* [Source passage]:
--- START ---
This is a guest post from Christina Oppold. Christina believes the best reading lives are lived off the couch by turning books into experiences. Follow her on Twitter at @christinaoppold.
This summer has seen a renewed interest in the Space Program. There was plenty of sadness as the retired Shuttles were shipped to their new permanent homes in museum, there was joy at the Mars Rover landing, and heartbreak at the loss of two icons, Sally Ride – the first American woman in space; and Neil Armstrong – the first person to set foot on the moon.
While there are many firsts to come – the first person to walk on Mars, rovers sent to farther solar satellites, space colonies – there are several firsts that have been captured in books. With space exploration, many of these firsts come in pairs with America and Russia neck and neck in the race to the stars. If your curiosity has been piqued (pun intended) by the events of the past few months, you might want to check these out to get a better understanding some of the amazing men and women who put their life on the line in the name of explorations.
When it comes to firsts, we have a very specific place to start. Had it not been for a delay at Cape Canaveral, Alan Shepard would have made his 15-minute sub-orbital flight three months before the Russians. As a result of the delay, Shepard’s potential glory was lost to Yuri Gagarin who also orbited the Earth. Shepard finally took flight one month after Gagarin. Almost one-year after Gagarin’s flight, John Glenn became the first American to circumnavigate the globe in space with three orbits. Glenn later became the oldest person to travel to space at the age of 77. Of the three, Glenn is the only one still alive. Sheppard passed away from leukemia in 1998 while Gagarin died in in a training jet crash eight years after his historic flight.
--- END ---
* [What you are asked to do]: Proceed with the post on space-race firsts, picking up right after its final sentence about Shepard and Gagarin. The rows come from a separate source with no connection to the text above.

* [Records shown]:
--- START ---
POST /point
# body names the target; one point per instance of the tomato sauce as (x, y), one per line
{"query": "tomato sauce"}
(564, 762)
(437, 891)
--- END ---
* [Answer for the task]:
Read up on these men with:
The Cosmonaut Who Couldn’t Stop Smiling: The Life and Legend of Yuri Gagarin by Andrew Jenks
Light this Candle: The Life and Times of Alan Shepard by Neal Thompson
John Glenn: A Memoir by John Glenn.
When it came to leaving the spacecraft, the Russians won again. Alexei Leonov was the first man to perform an EVA (Extra Vehicular Activity), three months before Ed White would perform his. White’s mission was, all things considered, uneventful. There was a little communication difficulty resulting in a longer walk than planned. Having had such a good time, when finally forced to re-enter the craft, he said, “It’s the saddest moment of my life.” Leonov, on the other hand, had nothing but trouble, starting with a suit so pressurized he almost was not able to get back into his spacecraft and ended stuck in the trees after his re-entry waiting to be rescued by skiers, as helicopters couldn’t land in the forest. Within the Russian space program, Leonov was considered to be the main contender for the first moon walk. Leonov’s book Two Sides of the Moon is also a first. Co-authored by Leonov and astronaut David Scott, it provides a rare glimpse on both sides of the Iron Curtain during the Space Race.
There is currently no biography of Ed White.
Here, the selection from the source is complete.